THE EXERCISE: Could you write out every line of the rows below again, requests included, with the x and y coordinates in each answer point rescaled by 2.35 and rounded to the nearest whole number, halves rounding up? Keep the sample points inside the requests as they are, and leave the pictures out.

SOURCE MATERIAL:
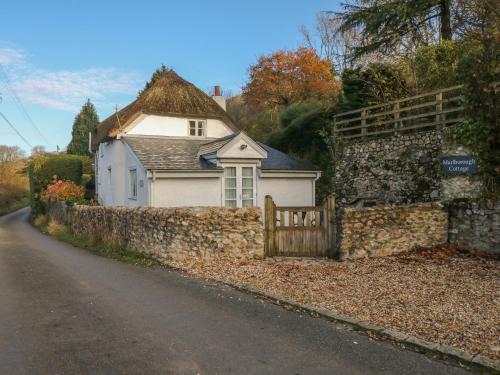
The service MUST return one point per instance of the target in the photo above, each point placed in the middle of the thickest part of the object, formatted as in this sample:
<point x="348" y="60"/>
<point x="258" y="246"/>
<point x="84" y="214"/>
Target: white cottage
<point x="175" y="146"/>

FULL ANSWER:
The service MUST return one point per instance of the target in the photo above, each point placed in the middle of the thickest part of the object, formatted as in this sample:
<point x="348" y="60"/>
<point x="258" y="246"/>
<point x="84" y="214"/>
Target: white cottage
<point x="411" y="343"/>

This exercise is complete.